# PROBLEM TO SOLVE
Everything from the first line below through the line with "write each as" is to be transcribed exactly, and nothing past it.

# PROVIDED INFORMATION

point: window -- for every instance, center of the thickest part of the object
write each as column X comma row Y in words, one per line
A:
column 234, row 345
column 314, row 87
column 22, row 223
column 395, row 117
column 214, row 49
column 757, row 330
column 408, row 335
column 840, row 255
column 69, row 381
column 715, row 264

# EXPECTED ANSWER
point: window -- for every instance, center of the thickest part of the object
write each as column X comma row Y in words, one per line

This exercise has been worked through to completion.